- Problem to work on
Every entry needs to be printed exactly, please.

Records from a point labeling set
= = =
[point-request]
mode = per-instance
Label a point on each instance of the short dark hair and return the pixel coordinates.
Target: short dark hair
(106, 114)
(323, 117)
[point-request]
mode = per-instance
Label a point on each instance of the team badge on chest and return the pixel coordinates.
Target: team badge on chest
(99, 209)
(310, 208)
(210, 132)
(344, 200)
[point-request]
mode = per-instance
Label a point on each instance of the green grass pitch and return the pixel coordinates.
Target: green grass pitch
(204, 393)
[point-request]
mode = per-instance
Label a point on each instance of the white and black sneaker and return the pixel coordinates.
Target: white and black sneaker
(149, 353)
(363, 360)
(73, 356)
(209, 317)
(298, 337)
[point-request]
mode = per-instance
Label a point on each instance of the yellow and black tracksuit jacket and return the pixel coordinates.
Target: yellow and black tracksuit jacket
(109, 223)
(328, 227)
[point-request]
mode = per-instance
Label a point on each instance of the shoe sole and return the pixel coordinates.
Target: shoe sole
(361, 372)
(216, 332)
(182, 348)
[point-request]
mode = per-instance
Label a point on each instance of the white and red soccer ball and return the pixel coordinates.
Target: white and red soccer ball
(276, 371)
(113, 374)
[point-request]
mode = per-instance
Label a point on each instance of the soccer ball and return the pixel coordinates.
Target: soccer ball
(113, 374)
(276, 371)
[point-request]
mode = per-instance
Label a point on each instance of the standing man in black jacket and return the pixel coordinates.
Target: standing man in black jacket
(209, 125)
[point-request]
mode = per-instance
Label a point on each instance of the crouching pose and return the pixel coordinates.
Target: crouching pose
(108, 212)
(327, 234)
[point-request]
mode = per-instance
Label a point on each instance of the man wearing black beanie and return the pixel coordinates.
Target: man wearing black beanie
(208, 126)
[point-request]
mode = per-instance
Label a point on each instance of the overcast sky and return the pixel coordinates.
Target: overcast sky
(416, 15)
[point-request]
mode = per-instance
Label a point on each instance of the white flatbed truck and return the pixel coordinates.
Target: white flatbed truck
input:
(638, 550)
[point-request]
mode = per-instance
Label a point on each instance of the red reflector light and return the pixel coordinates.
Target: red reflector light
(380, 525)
= = =
- Task output
[point-request]
mode = per-instance
Label a point on each instance of the short dark hair and return the pixel coordinates.
Target: short dark hair
(106, 114)
(323, 117)
[point-request]
mode = per-instance
Label a point on each instance of the team badge on chest and return the pixel coordinates.
Target: team badge on chest
(99, 209)
(310, 208)
(210, 132)
(344, 200)
[point-request]
mode = per-instance
Label a point on each instance of the green grass pitch and return the pixel coordinates.
Target: green grass pitch
(204, 393)
[point-request]
mode = per-instance
Label a point on each instance of the white and black sneaker and return the pixel coordinates.
Target: white and black sneaker
(149, 353)
(363, 360)
(73, 356)
(209, 317)
(298, 337)
[point-request]
mode = per-instance
Label a point on each instance of the yellow and black tracksuit jacket and return the pixel coordinates.
Target: yellow and black tracksuit jacket
(109, 223)
(328, 227)
[point-request]
mode = per-instance
Label a point on each instance of the shoe sole and return the pixel coordinates.
Target: shoe sole
(361, 372)
(216, 332)
(182, 348)
[point-request]
mode = per-instance
Label a point on each instance of the white and red soccer ball and return the pixel coordinates.
Target: white and red soccer ball
(276, 371)
(113, 374)
[point-request]
mode = per-instance
Label a point on each instance of the soccer ball and return the pixel coordinates.
Target: soccer ball
(113, 374)
(276, 371)
[point-request]
mode = per-instance
Label a point on each instance of the standing man in black jacket and return the pixel coordinates.
Target: standing man in black jacket
(209, 125)
[point-request]
mode = per-instance
Label a point on each instance of the crouching pose and return the pixel coordinates.
Target: crouching pose
(108, 212)
(327, 234)
[point-request]
mode = per-instance
Label a point on each instance of the man wearing black beanie and return the pixel coordinates.
Target: man wearing black beanie
(208, 126)
[point-request]
mode = per-instance
Label a point on each instance of the overcast sky and return the pixel coordinates.
Target: overcast sky
(416, 15)
[point-request]
mode = per-instance
Label a point on each instance of the white flatbed truck and return the pixel coordinates.
Target: white flatbed truck
input:
(638, 550)
[point-request]
mode = per-instance
Label a point on each instance of the red reflector light and return the pixel coordinates.
Target: red reflector light
(380, 525)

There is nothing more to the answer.